## Tekst van pagina
Enige bestaat ook als adjectief en betekent: als er geen tweede is:
Lota’s enige broer is verhuisd naar Frankrijk.
(zij heeft geen andere broer)

Enkele/ enkelen
= klein aantal; dezelfde betekenis als enige; vooral in de geschreven taal

Vorm

enkele x enkelen
Enkele wordt gebruikt als het gevolgd wordt door een substantief:
De film was echt niet goed. Enkele bezoekers zijn zelfs eerder weggegaan.

–> enkelen wordt gebruik bij personen als het woord zelfstandig staat:
Mijn vrienden zijn al naar huis gegaan. Enkelen van hen moeten morgen vroeg opstaan.

Sommige/ sommigen
= een gedeelte van een groep dingen, mensen of dieren

Gebruik

Als jullie sommige(n) willen gebruiken, moeten jullie de zin eventueel kunnen aanvullen met andere(n):
Sommige luchtmaatschappijen bieden u een gratis maaltijd (andere luchtmaatschappijen doen het niet).

Vorm

sommige x sommigen
Sommige wordt gebruikt als het gevolgd wordt door een substantief:
Sommige studenten zijn geslaagd in de examen (andere studenten zijn gezakt).

Sommigen wordt gebruikt bij personen als het woord zelfstandig staat:
De studenten vonden de examen heel moeilijk. Sommigen zijn er toch in geslaagd (anderen niet).

Verscheidene(n)/ verschillende(n)
– synoniemen
= een aantal mensen/ dingen/ dieren; men wil benadrukken dat het over diverse personen/ dingen/ dieren gaat
Ik heb met verscheidene (verschillende) mensen gesproken en niemand gelooft dat de staking doorgaat.

Deel van een gegevensbestand:

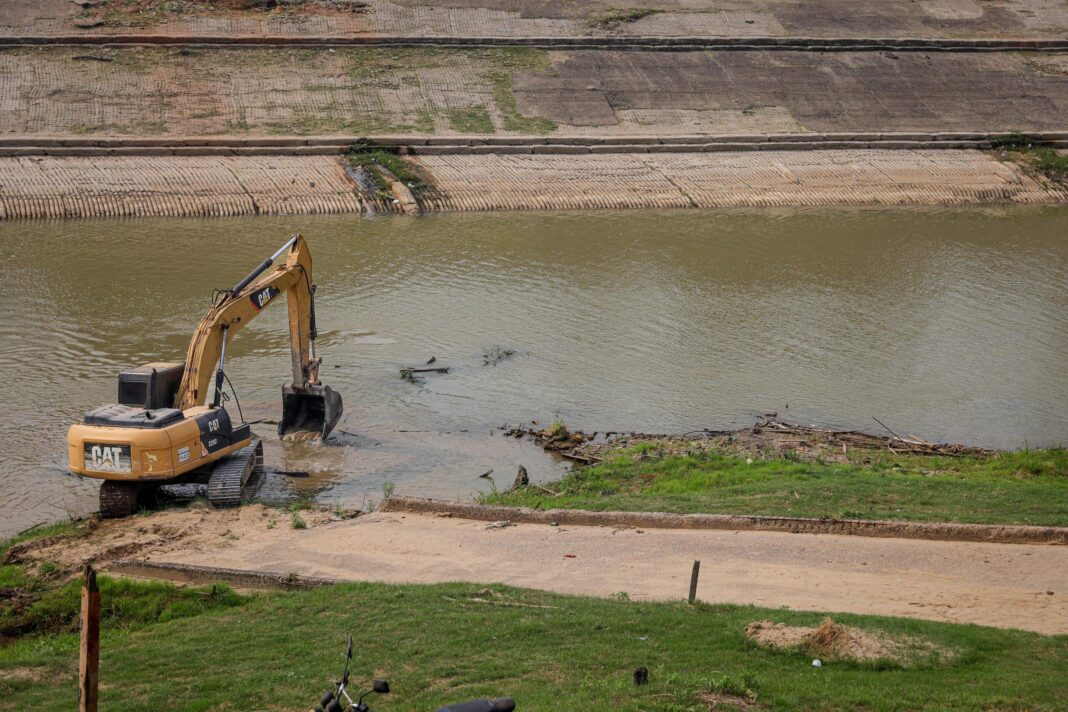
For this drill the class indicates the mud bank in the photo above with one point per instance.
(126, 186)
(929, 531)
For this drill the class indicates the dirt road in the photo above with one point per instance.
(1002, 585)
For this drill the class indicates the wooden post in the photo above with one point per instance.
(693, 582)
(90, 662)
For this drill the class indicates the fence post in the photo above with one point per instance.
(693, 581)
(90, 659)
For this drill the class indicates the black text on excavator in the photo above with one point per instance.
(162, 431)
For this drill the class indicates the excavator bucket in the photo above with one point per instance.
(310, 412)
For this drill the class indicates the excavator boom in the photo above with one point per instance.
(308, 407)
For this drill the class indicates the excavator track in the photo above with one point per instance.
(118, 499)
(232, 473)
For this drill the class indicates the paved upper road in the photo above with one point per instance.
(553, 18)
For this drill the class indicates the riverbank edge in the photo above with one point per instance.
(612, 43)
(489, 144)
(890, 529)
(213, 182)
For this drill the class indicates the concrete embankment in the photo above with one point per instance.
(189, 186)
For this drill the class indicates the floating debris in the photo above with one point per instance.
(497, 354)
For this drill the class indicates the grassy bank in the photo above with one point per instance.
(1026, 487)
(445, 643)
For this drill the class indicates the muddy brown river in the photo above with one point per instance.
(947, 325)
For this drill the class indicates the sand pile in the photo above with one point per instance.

## Wat gevraagd wordt
Typ uit de tekst over onbepaalde telwoorden het stuk van "Enkele/ enkelen" tot en met "zelfs eerder weggegaan." letterlijk over. De gegevens spelen hierbij geen enkele rol.

## Geschreven antwoord
Enkele/ enkelen
= klein aantal; dezelfde betekenis als enige; vooral in de geschreven taal

Vorm

enkele x enkelen
Enkele wordt gebruikt als het gevolgd wordt door een substantief:
De film was echt niet goed. Enkele bezoekers zijn zelfs eerder weggegaan.